Natural-language object grounding data:

◇ ◇ ◇ ◇ ◇

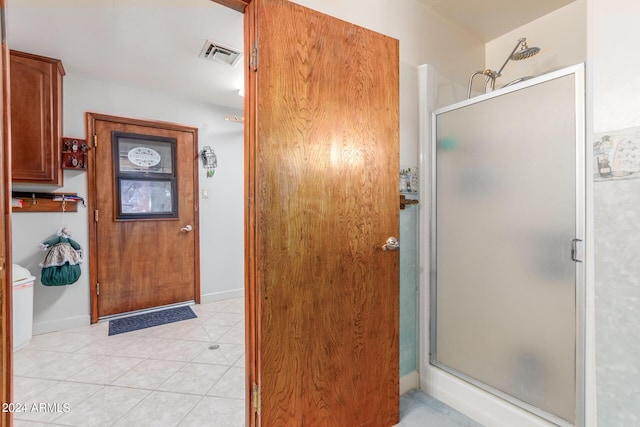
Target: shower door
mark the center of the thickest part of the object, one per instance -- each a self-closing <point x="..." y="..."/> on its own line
<point x="508" y="225"/>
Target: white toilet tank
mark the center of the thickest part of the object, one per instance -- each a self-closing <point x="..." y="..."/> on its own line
<point x="22" y="306"/>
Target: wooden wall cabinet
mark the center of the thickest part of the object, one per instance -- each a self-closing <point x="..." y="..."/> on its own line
<point x="36" y="118"/>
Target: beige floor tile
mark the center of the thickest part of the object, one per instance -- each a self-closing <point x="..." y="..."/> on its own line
<point x="103" y="408"/>
<point x="231" y="385"/>
<point x="106" y="370"/>
<point x="109" y="345"/>
<point x="61" y="342"/>
<point x="235" y="335"/>
<point x="197" y="334"/>
<point x="173" y="330"/>
<point x="216" y="411"/>
<point x="159" y="409"/>
<point x="216" y="332"/>
<point x="194" y="378"/>
<point x="236" y="306"/>
<point x="144" y="347"/>
<point x="224" y="354"/>
<point x="100" y="329"/>
<point x="52" y="365"/>
<point x="180" y="350"/>
<point x="25" y="388"/>
<point x="148" y="374"/>
<point x="58" y="400"/>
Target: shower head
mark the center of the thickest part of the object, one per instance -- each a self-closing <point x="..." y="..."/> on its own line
<point x="516" y="55"/>
<point x="524" y="52"/>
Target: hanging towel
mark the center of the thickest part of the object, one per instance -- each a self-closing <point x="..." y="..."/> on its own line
<point x="61" y="265"/>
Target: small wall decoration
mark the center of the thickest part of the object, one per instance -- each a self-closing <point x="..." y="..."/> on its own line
<point x="74" y="153"/>
<point x="616" y="154"/>
<point x="209" y="160"/>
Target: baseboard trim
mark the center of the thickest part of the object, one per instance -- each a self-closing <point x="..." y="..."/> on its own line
<point x="220" y="296"/>
<point x="475" y="403"/>
<point x="409" y="382"/>
<point x="61" y="324"/>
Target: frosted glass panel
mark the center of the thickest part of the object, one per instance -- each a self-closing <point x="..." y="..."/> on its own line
<point x="408" y="290"/>
<point x="505" y="219"/>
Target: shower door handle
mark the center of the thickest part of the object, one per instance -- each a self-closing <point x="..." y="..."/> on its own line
<point x="391" y="244"/>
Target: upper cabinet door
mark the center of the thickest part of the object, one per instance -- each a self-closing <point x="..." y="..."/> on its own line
<point x="323" y="198"/>
<point x="36" y="118"/>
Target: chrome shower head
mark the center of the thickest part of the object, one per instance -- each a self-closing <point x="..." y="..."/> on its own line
<point x="524" y="52"/>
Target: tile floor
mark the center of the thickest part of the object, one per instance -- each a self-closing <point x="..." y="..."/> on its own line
<point x="162" y="376"/>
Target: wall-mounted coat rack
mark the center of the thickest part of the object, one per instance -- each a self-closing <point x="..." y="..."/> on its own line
<point x="23" y="201"/>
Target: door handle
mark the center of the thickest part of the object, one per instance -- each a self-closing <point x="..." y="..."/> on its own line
<point x="391" y="244"/>
<point x="575" y="253"/>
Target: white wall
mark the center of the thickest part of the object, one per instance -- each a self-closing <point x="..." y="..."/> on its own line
<point x="221" y="224"/>
<point x="615" y="96"/>
<point x="560" y="35"/>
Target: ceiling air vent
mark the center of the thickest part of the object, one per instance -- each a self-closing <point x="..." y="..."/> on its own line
<point x="217" y="52"/>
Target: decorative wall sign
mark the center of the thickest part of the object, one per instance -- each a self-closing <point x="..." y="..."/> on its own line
<point x="144" y="167"/>
<point x="74" y="153"/>
<point x="616" y="154"/>
<point x="409" y="180"/>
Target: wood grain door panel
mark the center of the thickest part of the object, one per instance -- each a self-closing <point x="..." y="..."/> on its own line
<point x="323" y="198"/>
<point x="143" y="263"/>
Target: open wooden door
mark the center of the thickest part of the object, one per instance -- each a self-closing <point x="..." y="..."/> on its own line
<point x="322" y="160"/>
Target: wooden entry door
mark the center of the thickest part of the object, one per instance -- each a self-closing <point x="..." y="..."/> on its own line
<point x="322" y="158"/>
<point x="144" y="238"/>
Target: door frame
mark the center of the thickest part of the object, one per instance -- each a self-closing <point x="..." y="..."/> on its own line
<point x="6" y="282"/>
<point x="92" y="199"/>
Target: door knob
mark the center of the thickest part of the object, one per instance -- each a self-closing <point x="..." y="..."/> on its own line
<point x="391" y="244"/>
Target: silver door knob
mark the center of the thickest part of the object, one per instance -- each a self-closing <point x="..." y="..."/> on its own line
<point x="391" y="244"/>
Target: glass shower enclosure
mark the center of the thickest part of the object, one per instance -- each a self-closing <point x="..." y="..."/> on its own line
<point x="508" y="225"/>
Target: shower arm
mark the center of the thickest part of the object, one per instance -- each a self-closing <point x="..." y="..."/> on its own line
<point x="499" y="72"/>
<point x="493" y="75"/>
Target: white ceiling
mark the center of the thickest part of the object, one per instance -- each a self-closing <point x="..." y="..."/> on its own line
<point x="152" y="44"/>
<point x="489" y="19"/>
<point x="155" y="44"/>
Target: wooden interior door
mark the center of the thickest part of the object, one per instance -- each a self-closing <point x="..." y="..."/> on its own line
<point x="322" y="159"/>
<point x="144" y="242"/>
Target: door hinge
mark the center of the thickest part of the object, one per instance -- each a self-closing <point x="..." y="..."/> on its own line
<point x="256" y="398"/>
<point x="576" y="250"/>
<point x="253" y="59"/>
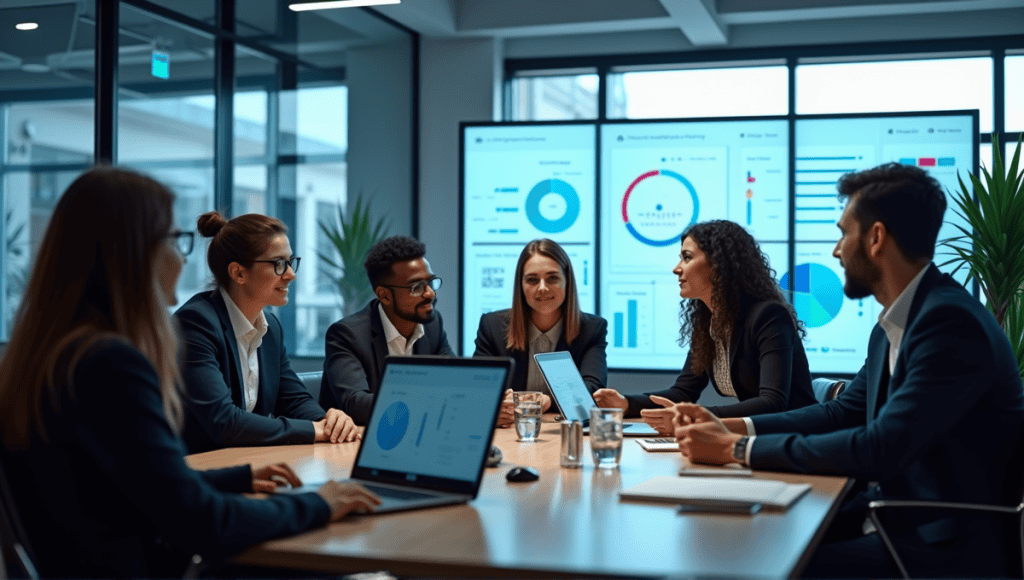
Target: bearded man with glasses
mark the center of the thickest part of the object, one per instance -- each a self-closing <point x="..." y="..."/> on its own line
<point x="400" y="320"/>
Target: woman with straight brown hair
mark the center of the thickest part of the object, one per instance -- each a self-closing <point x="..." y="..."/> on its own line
<point x="90" y="405"/>
<point x="545" y="317"/>
<point x="240" y="384"/>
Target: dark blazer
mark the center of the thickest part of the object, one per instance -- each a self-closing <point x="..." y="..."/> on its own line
<point x="355" y="349"/>
<point x="285" y="409"/>
<point x="942" y="427"/>
<point x="767" y="367"/>
<point x="111" y="485"/>
<point x="588" y="349"/>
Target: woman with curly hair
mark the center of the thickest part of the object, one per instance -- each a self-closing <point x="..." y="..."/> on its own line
<point x="744" y="336"/>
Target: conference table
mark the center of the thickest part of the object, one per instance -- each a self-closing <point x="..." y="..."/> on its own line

◇ ◇ ◇ ◇ ◇

• _Try it_: When you copy the entries, keep every word exactly as it stands and drop any pictures.

• _Exercise result_:
Target: shower door
mark the center of the thickest part of the object, one per instance -- each a self-closing <point x="..." y="..."/> on its own line
<point x="508" y="225"/>
Target: white toilet tank
mark the center of the thickest part of the object, one per instance -- each a self-closing <point x="..." y="..."/> on its own line
<point x="22" y="306"/>
Target: wooden wall cabinet
mark the center of the thickest part of the object, one per instance -- each a self-closing <point x="..." y="..."/> on its own line
<point x="36" y="118"/>
Target: beige floor tile
mark the center of the thickest part of the object, one per instance -- each a self-closing <point x="..." y="..."/> on its own line
<point x="103" y="408"/>
<point x="231" y="385"/>
<point x="106" y="370"/>
<point x="109" y="345"/>
<point x="61" y="342"/>
<point x="235" y="335"/>
<point x="197" y="334"/>
<point x="173" y="330"/>
<point x="216" y="411"/>
<point x="159" y="409"/>
<point x="216" y="332"/>
<point x="194" y="378"/>
<point x="236" y="306"/>
<point x="144" y="347"/>
<point x="224" y="354"/>
<point x="100" y="329"/>
<point x="52" y="365"/>
<point x="180" y="350"/>
<point x="25" y="388"/>
<point x="148" y="374"/>
<point x="58" y="400"/>
Target: shower head
mark the center of the thickest part of the object, one per instance -- each a self-closing <point x="..." y="..."/> on its own line
<point x="516" y="55"/>
<point x="524" y="52"/>
Target: hanging towel
mark the center of the thickest part of the object, one per instance -- each a self-closing <point x="..." y="..."/> on its own line
<point x="61" y="265"/>
Target: small wall decoration
mark the center of the thickest part of the object, one per instance -- each a self-closing <point x="..." y="..."/> on its own line
<point x="74" y="153"/>
<point x="616" y="154"/>
<point x="209" y="160"/>
Target: baseboard trim
mark the center of the thickest part of the object, one per instance -- each a self-closing <point x="..." y="..."/> on its own line
<point x="220" y="296"/>
<point x="475" y="403"/>
<point x="409" y="382"/>
<point x="61" y="324"/>
Target: frosted glass panel
mark the center of the thickest part of the object, one per instance -- each a self-closing <point x="..." y="..."/> on its own line
<point x="408" y="290"/>
<point x="505" y="219"/>
Target: shower door handle
mark the center of the thickest part of the object, one per instance -- each a self-closing <point x="..." y="..."/> on its own line
<point x="391" y="244"/>
Target: upper cabinet door
mark the center of the thickest part of the object, one per instance -- each a self-closing <point x="..." y="..."/> on its own line
<point x="323" y="198"/>
<point x="36" y="118"/>
Target: chrome shower head
mark the center of the thickest part of the object, one per instance -- each a self-closing <point x="..." y="..."/> on its own line
<point x="524" y="52"/>
Target: tile floor
mark the center of the thickest part of the object, one per instance -- each a self-closing <point x="..." y="..."/> on its own line
<point x="162" y="376"/>
Target: wall-mounted coat rack
mark the center of the thickest part of the object, one per instance -- each a self-closing <point x="..." y="..."/> on its own line
<point x="23" y="201"/>
Target: door handle
mark the center of the thickest part of the object, one per instance -- each a self-closing <point x="..." y="..."/> on its own line
<point x="391" y="244"/>
<point x="575" y="253"/>
Target: white wall
mark the center of the thickest part of the object, one per instance -- each a self-closing <point x="..." y="..."/> on its own line
<point x="221" y="224"/>
<point x="615" y="96"/>
<point x="560" y="35"/>
Target: ceiling air vent
mark the center of the thickest part of the object, one per instance -- each a self-closing <point x="..." y="..."/> on its own line
<point x="217" y="52"/>
Target: decorative wall sign
mark the center of the thickest part of the object, one per instance -- each a self-closing <point x="..." y="..."/> on its own line
<point x="144" y="167"/>
<point x="74" y="153"/>
<point x="616" y="154"/>
<point x="409" y="180"/>
Target: wood grain door panel
mark the center of the thickest part of the object, one per instance -- each a self-closing <point x="..." y="..."/> on its own line
<point x="323" y="198"/>
<point x="143" y="263"/>
Target: open wooden door
mark the center of the thickest part of the object, one per instance -- each a self-closing <point x="..." y="..."/> on its own line
<point x="322" y="160"/>
Target: wooden entry door
mark the center of the thickest part of the object, one per instance -- each a self-closing <point x="..." y="..."/> on its own line
<point x="322" y="158"/>
<point x="144" y="238"/>
Target: door frame
mark the center of the thickest part of the object, one per instance -- each a self-closing <point x="..." y="..."/> on its own line
<point x="6" y="282"/>
<point x="92" y="199"/>
Target: door knob
mark the center of the thickest part of the object, one per instance -- each a self-closing <point x="..." y="..."/> on its own line
<point x="391" y="244"/>
Target: silver door knob
mark the center of the thickest part of the object, one per instance -- each a self-closing <point x="..." y="..."/> on its own line
<point x="391" y="244"/>
Target: glass shower enclosure
mark the center of the thickest part of the object, one per instance -- each a self-closing <point x="..." y="..."/> on its own line
<point x="508" y="225"/>
Target: shower arm
mark the center of the thickest part of the object, one per instance -- each a self-closing <point x="..." y="..."/> on its own line
<point x="499" y="72"/>
<point x="493" y="75"/>
Target: white ceiling
mark the center of the thickest part of the object, one per instance -- each a self-closing <point x="..." y="..."/> on its own line
<point x="152" y="44"/>
<point x="489" y="19"/>
<point x="155" y="44"/>
Target: wooden interior door
mark the center of the thickest part of the object, one per instance -- each a self-closing <point x="..." y="..."/> on its own line
<point x="322" y="159"/>
<point x="144" y="242"/>
Target: door hinge
mark the center of the thickest part of the object, one per instance -- each a self-closing <point x="..." y="..."/> on its own line
<point x="256" y="398"/>
<point x="576" y="250"/>
<point x="253" y="59"/>
Target: bearded man with glasses
mark the center of the thickest part of the object, one per instance -- each a self-closing <point x="..." y="..."/> on its own line
<point x="400" y="320"/>
Target: woman with straight brown hair
mark the center of the thickest part of the object, one per instance -- each a self-closing <point x="..." y="..."/> on its own line
<point x="90" y="405"/>
<point x="545" y="317"/>
<point x="240" y="384"/>
Target: dark blazer
mark the center of the thickest part of the object, one per instance -- each a self-closing <point x="..." y="..."/> on its own line
<point x="355" y="349"/>
<point x="285" y="409"/>
<point x="942" y="427"/>
<point x="767" y="367"/>
<point x="111" y="485"/>
<point x="588" y="349"/>
Target: woman with curly hair
mark the center of the thickest part of the object, one per instance -- each a self-closing <point x="..." y="..."/> on its own line
<point x="744" y="336"/>
Target: conference table
mark the center of the thickest part of the object, one per instance -- each a self-closing <point x="..." y="..."/> on its own line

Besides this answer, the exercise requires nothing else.